Hand back, word for word, the lines from the one containing "column 35, row 3." to the end of the records, both included, and leave out pictures.

Referring expression pointing data
+ + +
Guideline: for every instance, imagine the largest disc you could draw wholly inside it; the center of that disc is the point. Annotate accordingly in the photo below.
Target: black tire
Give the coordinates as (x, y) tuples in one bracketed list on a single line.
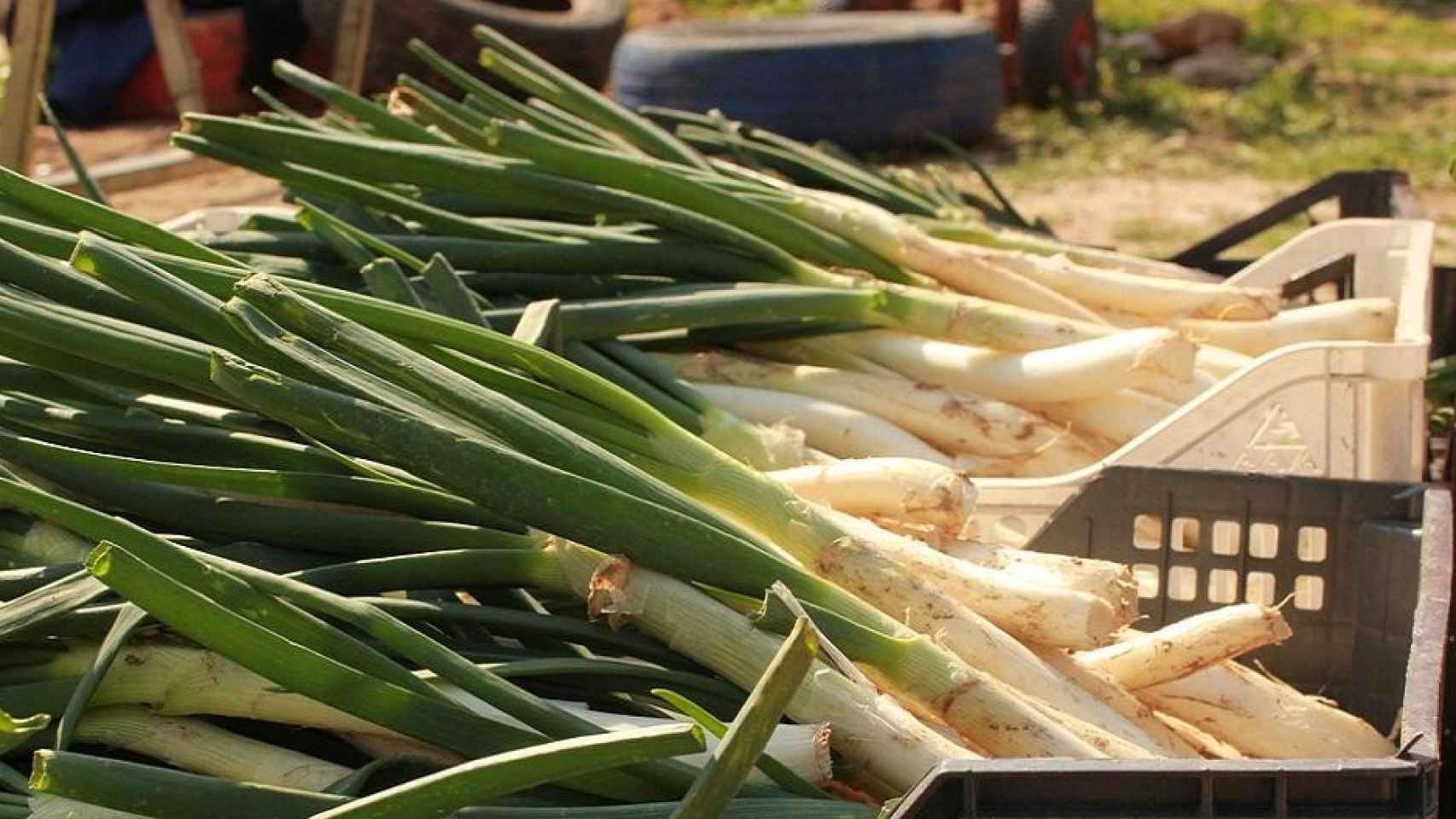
[(575, 35), (1057, 51), (865, 80)]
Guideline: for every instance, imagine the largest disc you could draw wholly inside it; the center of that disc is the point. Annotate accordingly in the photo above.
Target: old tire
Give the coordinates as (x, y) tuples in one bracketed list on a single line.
[(1057, 51), (865, 80), (575, 35)]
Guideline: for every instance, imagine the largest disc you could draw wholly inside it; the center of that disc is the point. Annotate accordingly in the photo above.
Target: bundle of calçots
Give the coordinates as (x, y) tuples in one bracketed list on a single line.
[(277, 546)]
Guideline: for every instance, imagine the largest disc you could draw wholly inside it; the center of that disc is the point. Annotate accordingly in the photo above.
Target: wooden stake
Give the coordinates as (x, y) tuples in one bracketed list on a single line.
[(351, 44), (29, 51), (175, 49)]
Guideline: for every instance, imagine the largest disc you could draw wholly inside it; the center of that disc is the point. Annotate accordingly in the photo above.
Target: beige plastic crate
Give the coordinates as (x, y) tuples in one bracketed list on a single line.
[(1324, 409)]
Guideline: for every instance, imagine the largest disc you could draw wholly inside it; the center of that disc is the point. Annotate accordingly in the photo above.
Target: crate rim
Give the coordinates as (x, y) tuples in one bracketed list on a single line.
[(1420, 720)]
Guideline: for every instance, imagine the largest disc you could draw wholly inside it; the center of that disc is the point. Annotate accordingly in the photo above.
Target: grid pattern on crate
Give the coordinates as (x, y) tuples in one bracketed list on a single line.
[(1372, 633)]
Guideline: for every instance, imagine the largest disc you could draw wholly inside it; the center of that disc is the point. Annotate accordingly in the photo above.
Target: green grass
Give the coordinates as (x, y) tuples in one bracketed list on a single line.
[(1356, 84)]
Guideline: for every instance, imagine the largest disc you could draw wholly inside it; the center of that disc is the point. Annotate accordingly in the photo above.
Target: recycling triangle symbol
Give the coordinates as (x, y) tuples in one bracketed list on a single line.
[(1278, 447)]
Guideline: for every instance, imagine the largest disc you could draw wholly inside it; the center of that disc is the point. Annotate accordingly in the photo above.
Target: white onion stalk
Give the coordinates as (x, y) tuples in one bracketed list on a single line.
[(802, 748), (204, 748), (1350, 319), (866, 728), (1053, 460), (1121, 700), (1117, 418), (1177, 392), (901, 489), (1142, 659), (960, 266), (948, 421), (1109, 581), (1219, 363), (1208, 745), (1014, 239), (1002, 274), (1262, 716), (1156, 299), (1029, 612), (1072, 373), (841, 431), (891, 587)]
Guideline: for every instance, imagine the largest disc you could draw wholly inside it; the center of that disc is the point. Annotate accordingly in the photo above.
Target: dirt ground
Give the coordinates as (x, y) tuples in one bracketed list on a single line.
[(218, 187), (1159, 217), (1152, 216)]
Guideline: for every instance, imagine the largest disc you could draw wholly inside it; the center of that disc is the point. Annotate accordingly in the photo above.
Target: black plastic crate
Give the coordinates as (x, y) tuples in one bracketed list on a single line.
[(1371, 566)]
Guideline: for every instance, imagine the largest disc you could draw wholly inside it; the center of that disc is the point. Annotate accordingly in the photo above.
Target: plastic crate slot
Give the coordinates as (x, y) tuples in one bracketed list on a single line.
[(1184, 536), (1226, 537), (1223, 585), (1148, 532), (1264, 542), (1183, 584), (1309, 592), (1258, 588), (1146, 577), (1313, 544)]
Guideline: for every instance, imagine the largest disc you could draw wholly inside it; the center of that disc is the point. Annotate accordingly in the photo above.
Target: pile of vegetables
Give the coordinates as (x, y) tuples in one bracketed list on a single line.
[(446, 498)]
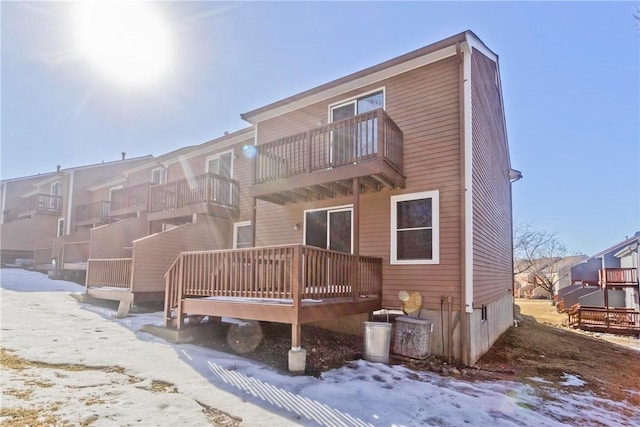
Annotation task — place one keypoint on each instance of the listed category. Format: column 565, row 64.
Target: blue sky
column 570, row 75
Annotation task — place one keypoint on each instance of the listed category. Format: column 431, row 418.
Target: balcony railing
column 618, row 276
column 362, row 138
column 134, row 197
column 112, row 273
column 95, row 211
column 208, row 189
column 39, row 204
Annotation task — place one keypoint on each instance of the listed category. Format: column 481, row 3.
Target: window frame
column 217, row 156
column 354, row 100
column 328, row 210
column 236, row 226
column 434, row 195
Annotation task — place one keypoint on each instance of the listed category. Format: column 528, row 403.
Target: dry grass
column 542, row 348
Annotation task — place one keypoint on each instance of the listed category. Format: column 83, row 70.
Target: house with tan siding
column 390, row 181
column 185, row 200
column 57, row 209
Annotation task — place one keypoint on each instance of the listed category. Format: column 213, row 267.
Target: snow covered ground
column 167, row 384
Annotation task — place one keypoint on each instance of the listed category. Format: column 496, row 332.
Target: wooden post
column 253, row 221
column 296, row 280
column 180, row 284
column 356, row 238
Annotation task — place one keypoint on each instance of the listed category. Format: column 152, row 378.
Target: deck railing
column 75, row 251
column 601, row 317
column 93, row 211
column 112, row 273
column 208, row 188
column 368, row 136
column 617, row 276
column 130, row 197
column 294, row 272
column 38, row 203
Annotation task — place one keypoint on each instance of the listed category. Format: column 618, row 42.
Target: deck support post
column 356, row 238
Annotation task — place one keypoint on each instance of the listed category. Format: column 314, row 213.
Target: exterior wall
column 424, row 103
column 485, row 333
column 28, row 234
column 116, row 240
column 492, row 222
column 153, row 255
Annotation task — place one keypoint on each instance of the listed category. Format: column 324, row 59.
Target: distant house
column 186, row 200
column 532, row 278
column 612, row 275
column 55, row 205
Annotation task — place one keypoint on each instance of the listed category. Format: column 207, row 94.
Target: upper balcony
column 93, row 213
column 37, row 204
column 618, row 277
column 129, row 200
column 321, row 162
column 208, row 194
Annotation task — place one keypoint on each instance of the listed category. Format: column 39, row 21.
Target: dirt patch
column 540, row 351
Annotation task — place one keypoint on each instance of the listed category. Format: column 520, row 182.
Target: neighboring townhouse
column 57, row 206
column 20, row 237
column 185, row 200
column 605, row 290
column 392, row 181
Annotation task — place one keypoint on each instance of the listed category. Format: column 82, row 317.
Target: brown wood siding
column 116, row 240
column 492, row 245
column 425, row 104
column 153, row 255
column 28, row 234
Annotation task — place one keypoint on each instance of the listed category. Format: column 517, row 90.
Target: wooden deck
column 618, row 277
column 292, row 284
column 209, row 194
column 624, row 321
column 322, row 162
column 38, row 204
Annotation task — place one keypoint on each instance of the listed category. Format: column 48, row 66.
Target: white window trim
column 217, row 156
column 237, row 225
column 112, row 189
column 341, row 208
column 435, row 226
column 58, row 227
column 166, row 173
column 353, row 100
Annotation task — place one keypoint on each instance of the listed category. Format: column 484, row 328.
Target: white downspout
column 4, row 202
column 468, row 185
column 69, row 204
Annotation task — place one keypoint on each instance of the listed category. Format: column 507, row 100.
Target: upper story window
column 242, row 235
column 159, row 176
column 221, row 164
column 369, row 102
column 415, row 228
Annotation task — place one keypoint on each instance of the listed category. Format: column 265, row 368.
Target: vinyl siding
column 424, row 103
column 492, row 221
column 116, row 240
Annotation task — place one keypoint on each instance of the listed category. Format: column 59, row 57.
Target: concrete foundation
column 297, row 360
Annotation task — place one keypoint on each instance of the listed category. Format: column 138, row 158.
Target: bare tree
column 540, row 255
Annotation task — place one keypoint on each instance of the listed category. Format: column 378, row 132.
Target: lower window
column 415, row 228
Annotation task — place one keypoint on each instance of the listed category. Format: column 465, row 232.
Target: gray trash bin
column 377, row 339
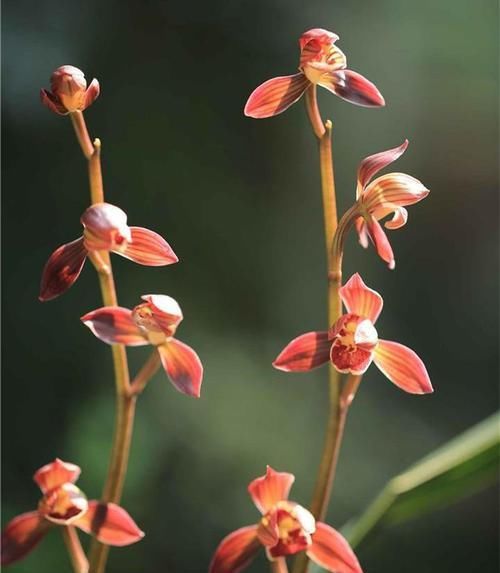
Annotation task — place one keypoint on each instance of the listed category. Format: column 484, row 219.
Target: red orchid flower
column 284, row 529
column 321, row 63
column 105, row 229
column 69, row 91
column 65, row 504
column 352, row 343
column 152, row 322
column 388, row 194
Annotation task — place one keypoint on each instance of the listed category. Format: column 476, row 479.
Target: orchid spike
column 388, row 194
column 69, row 91
column 321, row 63
column 63, row 504
column 152, row 322
column 352, row 344
column 286, row 528
column 105, row 229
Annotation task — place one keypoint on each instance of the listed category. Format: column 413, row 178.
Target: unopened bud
column 69, row 91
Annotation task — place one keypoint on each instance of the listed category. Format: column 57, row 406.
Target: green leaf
column 459, row 468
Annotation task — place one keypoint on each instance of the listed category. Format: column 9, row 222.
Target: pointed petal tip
column 275, row 96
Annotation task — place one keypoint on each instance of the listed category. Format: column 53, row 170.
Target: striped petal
column 183, row 366
column 236, row 551
column 399, row 219
column 331, row 551
column 352, row 87
column 114, row 325
column 266, row 491
column 403, row 367
column 393, row 190
column 21, row 536
column 275, row 96
column 62, row 269
column 380, row 242
column 56, row 474
column 110, row 524
column 148, row 248
column 361, row 300
column 374, row 163
column 304, row 353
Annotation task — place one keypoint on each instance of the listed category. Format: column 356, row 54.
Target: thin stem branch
column 279, row 565
column 148, row 370
column 125, row 403
column 95, row 174
column 82, row 133
column 337, row 409
column 75, row 550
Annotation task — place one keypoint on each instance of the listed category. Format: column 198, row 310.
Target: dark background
column 239, row 201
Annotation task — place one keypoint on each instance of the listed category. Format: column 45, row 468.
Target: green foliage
column 459, row 468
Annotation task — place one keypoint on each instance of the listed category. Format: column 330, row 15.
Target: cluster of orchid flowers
column 350, row 345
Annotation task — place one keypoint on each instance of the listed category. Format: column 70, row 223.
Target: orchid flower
column 65, row 504
column 69, row 91
column 105, row 229
column 285, row 528
column 352, row 344
column 387, row 194
column 152, row 322
column 321, row 63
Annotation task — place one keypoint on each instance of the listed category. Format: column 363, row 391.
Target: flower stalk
column 334, row 239
column 125, row 403
column 75, row 550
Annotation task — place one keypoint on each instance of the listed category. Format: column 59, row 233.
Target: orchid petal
column 393, row 189
column 380, row 241
column 355, row 362
column 106, row 228
column 148, row 248
column 398, row 220
column 268, row 530
column 110, row 524
column 275, row 96
column 236, row 551
column 56, row 474
column 352, row 87
column 92, row 93
column 49, row 100
column 403, row 367
column 374, row 163
column 331, row 551
column 62, row 269
column 361, row 300
column 304, row 353
column 21, row 535
column 266, row 491
column 319, row 35
column 114, row 325
column 183, row 366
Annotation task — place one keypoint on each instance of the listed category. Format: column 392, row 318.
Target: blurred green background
column 239, row 201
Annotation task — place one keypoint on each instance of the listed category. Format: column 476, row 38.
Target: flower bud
column 69, row 91
column 106, row 228
column 63, row 504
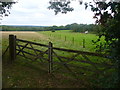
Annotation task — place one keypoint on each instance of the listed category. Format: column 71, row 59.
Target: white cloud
column 36, row 12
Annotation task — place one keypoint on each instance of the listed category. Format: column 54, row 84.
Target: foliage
column 107, row 15
column 5, row 6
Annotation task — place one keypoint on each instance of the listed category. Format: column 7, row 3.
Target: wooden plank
column 32, row 42
column 31, row 48
column 83, row 61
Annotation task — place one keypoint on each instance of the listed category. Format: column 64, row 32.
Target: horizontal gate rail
column 64, row 61
column 32, row 42
column 31, row 48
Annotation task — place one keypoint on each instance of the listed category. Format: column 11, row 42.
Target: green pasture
column 30, row 74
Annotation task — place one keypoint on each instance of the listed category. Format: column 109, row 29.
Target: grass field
column 24, row 73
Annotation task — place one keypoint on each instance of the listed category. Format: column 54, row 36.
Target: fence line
column 13, row 43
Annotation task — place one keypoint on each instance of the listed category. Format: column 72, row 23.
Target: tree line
column 73, row 27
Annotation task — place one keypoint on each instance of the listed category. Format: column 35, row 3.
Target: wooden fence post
column 65, row 38
column 12, row 47
column 83, row 43
column 50, row 51
column 73, row 40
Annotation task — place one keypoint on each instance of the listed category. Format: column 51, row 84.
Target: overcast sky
column 35, row 12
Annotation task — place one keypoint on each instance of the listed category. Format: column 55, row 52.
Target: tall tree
column 107, row 15
column 5, row 6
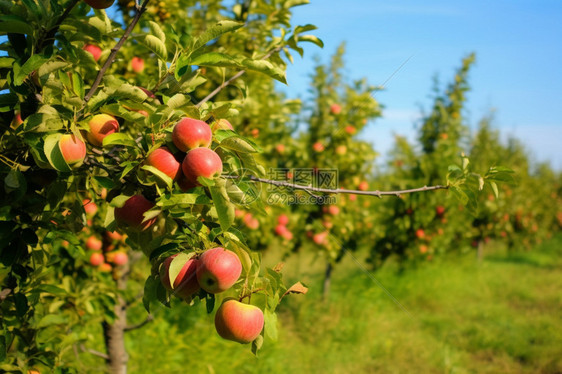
+ + +
SOLUTION:
Annotation task — place one keypoint on each instance of the listed category. Format: column 35, row 3.
Target: wooden fence post
column 65, row 38
column 12, row 47
column 83, row 43
column 50, row 51
column 73, row 40
Annotation task — place one keypoint on each instance of the listed category. Format: column 51, row 84.
Target: overcast sky
column 35, row 12
Annotation task — place one keypoint on each instance of the listed category. Format: column 55, row 52.
Target: tall tree
column 107, row 15
column 5, row 6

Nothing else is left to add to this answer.